What to do
Can you reproduce the comment below on discrimination and intolerance in full, word for word?

··· Page excerpt

They are not support, the are examples. I am not trying to persuade you to start worrying, I’m explaining my position.
what you disapprove of here may not be only enforced politeness-and-decency
Well, yes, of course. I’ve been trying to generalize the issue out of the intently-peering-at-the-genitals niche. Yes, I would feel similarly about a mixed-race couple.
If such discrimination were legal, then people belonging to these groups might find themselves at a substantial systematic disadvantage;
I think you are mistaken about that. There is a fair amount of literature on the topic, but let me make two brief points. First, baseless discrimination is market-inefficient. Even besides potential social backlash, if you refuse to serve a portion of your market and your competitor is fine with it, guess who has the advantage in the notoriously ruthless darwinian capitalist world. Second, take a look around. Imagine that it becomes legal for store owners to discriminate against, say, Indians and Pakistanis. What proportion of stores do you expect to put up signs “No Paks allowed” in their windows?
The second example (Brendan Eich) concerns social rather than legal mandatoriness, and I think this is something that varies considerably between different bits of society. E.g., the owners of Chick-Fil-A and Hobby Lobby have espoused attitudes exactly opposite to the ones you say are becoming mandatory and they are at no risk of being ousted for them.
I’m not talking about the sign of the argument to the function, I’m talking about the nature of the function itself.
Owners of Chick-Fil-A do not (as far as I know) have an ideological litmus test that must be satisfied before allowing people to advance to high positions in the company. Mozilla, evidently, does. A great deal of the US academia, to pick a relevant example, does, too.
My concern is with intolerance, not with which particular sin is deemed worthy of excommunication and burning at the stake.
Firstly, baseless discrimination is market-inefficient.

······
··· Listed entries

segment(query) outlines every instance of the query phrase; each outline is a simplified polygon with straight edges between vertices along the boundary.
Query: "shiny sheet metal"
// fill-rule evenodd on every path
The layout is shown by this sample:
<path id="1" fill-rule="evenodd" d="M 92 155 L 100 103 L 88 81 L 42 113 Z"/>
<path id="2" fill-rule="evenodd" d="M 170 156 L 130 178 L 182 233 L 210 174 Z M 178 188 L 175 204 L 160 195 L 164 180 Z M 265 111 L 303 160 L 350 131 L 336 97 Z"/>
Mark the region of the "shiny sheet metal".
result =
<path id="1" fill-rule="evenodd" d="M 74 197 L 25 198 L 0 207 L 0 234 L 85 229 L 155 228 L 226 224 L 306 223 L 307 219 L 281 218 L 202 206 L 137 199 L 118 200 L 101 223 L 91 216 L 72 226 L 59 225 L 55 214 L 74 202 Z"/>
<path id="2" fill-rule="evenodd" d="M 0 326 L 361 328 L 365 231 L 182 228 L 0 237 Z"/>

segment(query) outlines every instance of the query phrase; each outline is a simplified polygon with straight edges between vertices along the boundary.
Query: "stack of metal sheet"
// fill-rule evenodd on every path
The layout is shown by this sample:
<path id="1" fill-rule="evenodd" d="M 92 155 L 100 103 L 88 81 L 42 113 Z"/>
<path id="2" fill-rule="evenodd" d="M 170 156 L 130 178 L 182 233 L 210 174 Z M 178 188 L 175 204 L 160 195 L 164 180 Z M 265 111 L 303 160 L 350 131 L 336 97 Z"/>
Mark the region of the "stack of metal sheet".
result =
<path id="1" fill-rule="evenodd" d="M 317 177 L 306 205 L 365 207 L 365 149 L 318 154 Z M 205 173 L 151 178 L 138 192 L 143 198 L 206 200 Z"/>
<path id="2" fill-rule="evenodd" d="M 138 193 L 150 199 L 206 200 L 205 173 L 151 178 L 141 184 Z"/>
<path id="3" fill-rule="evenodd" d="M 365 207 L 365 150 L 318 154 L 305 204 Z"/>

······

Task output
They are not support, the are examples. I am not trying to persuade you to start worrying, I’m explaining my position.
what you disapprove of here may not be only enforced politeness-and-decency
Well, yes, of course. I’ve been trying to generalize the issue out of the intently-peering-at-the-genitals niche. Yes, I would feel similarly about a mixed-race couple.
If such discrimination were legal, then people belonging to these groups might find themselves at a substantial systematic disadvantage;
I think you are mistaken about that. There is a fair amount of literature on the topic, but let me make two brief points. First, baseless discrimination is market-inefficient. Even besides potential social backlash, if you refuse to serve a portion of your market and your competitor is fine with it, guess who has the advantage in the notoriously ruthless darwinian capitalist world. Second, take a look around. Imagine that it becomes legal for store owners to discriminate against, say, Indians and Pakistanis. What proportion of stores do you expect to put up signs “No Paks allowed” in their windows?
The second example (Brendan Eich) concerns social rather than legal mandatoriness, and I think this is something that varies considerably between different bits of society. E.g., the owners of Chick-Fil-A and Hobby Lobby have espoused attitudes exactly opposite to the ones you say are becoming mandatory and they are at no risk of being ousted for them.
I’m not talking about the sign of the argument to the function, I’m talking about the nature of the function itself.
Owners of Chick-Fil-A do not (as far as I know) have an ideological litmus test that must be satisfied before allowing people to advance to high positions in the company. Mozilla, evidently, does. A great deal of the US academia, to pick a relevant example, does, too.
My concern is with intolerance, not with which particular sin is deemed worthy of excommunication and burning at the stake.
Firstly, baseless discrimination is market-inefficient.